*LISTE DES TÂCHES*
**A.** Dans le passage extrait sur le schéma Antiquité - Moyen Age - Temps modernes, vers quels moments successifs a-t-on déplacé le point initial des « Temps modernes » ?
**B.** Résume le passage extrait en deux phrases.
**C.** Dresse la liste des pays et royaumes qui, selon le passage extrait, devraient trouver une place organique dans une image claire de l'histoire.

*PASSAGE EXTRAIT*
☆ ☆ ☆ ☆ ☆
Antiquité - Moyen Age - Temps modernes : voilà le schéma d'une incroyable indigence qui exerce sur notre pensée historique un pouvoir absolu, voilà le non-sens qui nous a toujours empêchés de saisir exactement dans ses rapports avec l'histoire totale de l'humanité supérieure la position véritable, le rang, la forme et surtout la durée de ce petit monde fragmentaire qui depuis l'Empire germanique se développe sur le sol de l'Europe occidentale. Les cultures à venir pourront â peine croire qu'un plan aussi simpliste, rendu encore chaque siècle plus impossible par son cours rectiligne et ses proportions insensées, qui lui interdisent toute intégration naturelle de domaines acquis récemment à la
lumière de notre conscience historique, se soit maintenu quand même sans secousse sérieuse. Car les protestations ne signifient rien que les historiens ont, de longue date, accoutumé d'élever contre ce schéma. Elles n'ont fait qu'estomper, sans le remplacer, l'unique plan existant. On a beau parler de moyen âge grec et d'antiquité germanique, ce n`est pas ainsi qu'on arrivera à une image claire et intérieurement nécessaire, où la Chine et le Mexique, les royaumes d'Axum et des Sassanides trouveront une place organique. De même, en transférant le point initial des "Temps modernes" des Croisades à la Renaissance et de là au début du XIXe siècle, on prouve seulement qu'on tient le schéma lui-même pour intangible.
(...)
On choisit un paysage unique et on décrète qu'il sera le centre d'un système historique. Ici est le soleil central. D'ici se diffuse la vraie lumière qui éclaire tous les événements historiques. D'ici, comme d'un point perspectif, on en peut mesurer la signification. Mais en réalité, c'est ici l'orgueil qui parle, orgueil de l'Europe en occidental qu'aucun scepticisme n'arrête et qui déroule dans son esprit ce fantôme d' "Histoire universelle".
(...)
☆ ☆ ☆ ☆ ☆
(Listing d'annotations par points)

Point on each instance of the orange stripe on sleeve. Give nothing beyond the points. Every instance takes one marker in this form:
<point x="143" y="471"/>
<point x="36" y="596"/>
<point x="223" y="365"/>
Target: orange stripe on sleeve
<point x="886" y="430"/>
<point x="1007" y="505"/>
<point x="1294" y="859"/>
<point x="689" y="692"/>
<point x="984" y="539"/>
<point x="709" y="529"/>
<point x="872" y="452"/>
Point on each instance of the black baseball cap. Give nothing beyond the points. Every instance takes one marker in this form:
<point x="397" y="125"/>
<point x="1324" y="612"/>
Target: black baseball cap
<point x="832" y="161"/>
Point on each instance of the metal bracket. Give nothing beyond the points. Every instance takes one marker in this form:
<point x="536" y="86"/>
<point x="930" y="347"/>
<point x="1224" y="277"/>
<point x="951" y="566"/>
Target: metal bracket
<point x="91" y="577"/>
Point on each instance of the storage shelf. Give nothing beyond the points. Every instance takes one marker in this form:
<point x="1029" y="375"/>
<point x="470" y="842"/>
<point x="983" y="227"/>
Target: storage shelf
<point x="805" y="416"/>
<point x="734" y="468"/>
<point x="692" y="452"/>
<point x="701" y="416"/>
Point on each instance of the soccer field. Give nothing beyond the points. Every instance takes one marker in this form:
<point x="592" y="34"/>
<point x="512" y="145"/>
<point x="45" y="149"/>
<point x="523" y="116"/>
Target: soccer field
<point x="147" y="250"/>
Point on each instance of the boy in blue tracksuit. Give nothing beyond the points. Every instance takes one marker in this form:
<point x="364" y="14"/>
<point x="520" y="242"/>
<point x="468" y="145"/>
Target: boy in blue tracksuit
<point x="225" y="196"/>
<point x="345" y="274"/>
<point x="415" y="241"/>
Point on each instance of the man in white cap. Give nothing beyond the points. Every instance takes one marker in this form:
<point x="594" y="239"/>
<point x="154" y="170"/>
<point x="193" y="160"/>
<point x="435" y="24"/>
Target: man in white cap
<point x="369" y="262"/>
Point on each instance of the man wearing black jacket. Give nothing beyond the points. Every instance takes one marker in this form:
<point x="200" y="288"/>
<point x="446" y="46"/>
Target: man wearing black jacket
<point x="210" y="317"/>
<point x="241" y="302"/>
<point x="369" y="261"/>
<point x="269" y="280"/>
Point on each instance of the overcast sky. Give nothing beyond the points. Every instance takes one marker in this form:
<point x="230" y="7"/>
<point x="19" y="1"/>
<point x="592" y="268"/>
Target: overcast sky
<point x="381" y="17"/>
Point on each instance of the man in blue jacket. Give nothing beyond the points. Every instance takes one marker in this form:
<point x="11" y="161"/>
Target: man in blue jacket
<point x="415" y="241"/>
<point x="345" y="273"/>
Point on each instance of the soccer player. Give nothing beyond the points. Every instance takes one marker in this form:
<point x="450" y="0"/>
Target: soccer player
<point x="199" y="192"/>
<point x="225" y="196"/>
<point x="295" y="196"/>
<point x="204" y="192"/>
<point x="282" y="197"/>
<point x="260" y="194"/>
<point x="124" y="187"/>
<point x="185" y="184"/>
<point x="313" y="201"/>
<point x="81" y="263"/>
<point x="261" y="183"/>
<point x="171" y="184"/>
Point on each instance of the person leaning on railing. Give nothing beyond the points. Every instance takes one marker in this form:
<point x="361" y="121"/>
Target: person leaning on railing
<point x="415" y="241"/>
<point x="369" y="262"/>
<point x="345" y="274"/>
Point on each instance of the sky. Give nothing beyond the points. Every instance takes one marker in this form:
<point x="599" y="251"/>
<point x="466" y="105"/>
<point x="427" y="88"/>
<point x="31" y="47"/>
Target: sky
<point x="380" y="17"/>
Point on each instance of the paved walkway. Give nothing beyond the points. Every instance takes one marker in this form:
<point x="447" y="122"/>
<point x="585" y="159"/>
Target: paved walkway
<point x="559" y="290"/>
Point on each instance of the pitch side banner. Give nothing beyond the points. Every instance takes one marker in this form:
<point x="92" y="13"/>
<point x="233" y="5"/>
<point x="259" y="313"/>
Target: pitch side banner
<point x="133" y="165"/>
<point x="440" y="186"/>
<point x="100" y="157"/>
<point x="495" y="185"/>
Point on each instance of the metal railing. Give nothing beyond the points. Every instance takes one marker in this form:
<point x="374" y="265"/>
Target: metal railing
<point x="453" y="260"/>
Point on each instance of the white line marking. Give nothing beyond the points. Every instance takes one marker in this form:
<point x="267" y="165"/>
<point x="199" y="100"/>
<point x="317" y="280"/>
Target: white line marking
☆ ☆ ☆ ☆ ☆
*LES RÉPONSES*
**A.** Des Croisades à la Renaissance, puis au début du XIXe siècle.

**B.** Le passage s'en prend au schéma Antiquité - Moyen Age - Temps modernes, qui domine la pensée historique et empêche de situer correctement le petit monde de l'Europe occidentale dans l'histoire totale de l'humanité. Ni les protestations des historiens ni le déplacement de ses limites n'ont remplacé ce schéma, qui fait d'un paysage unique le centre d'un système historique par orgueil européen et engendre le fantôme d'une « Histoire universelle ».

**C.**
- la Chine
- le Mexique
- le royaume d'Axum
- le royaume des Sassanides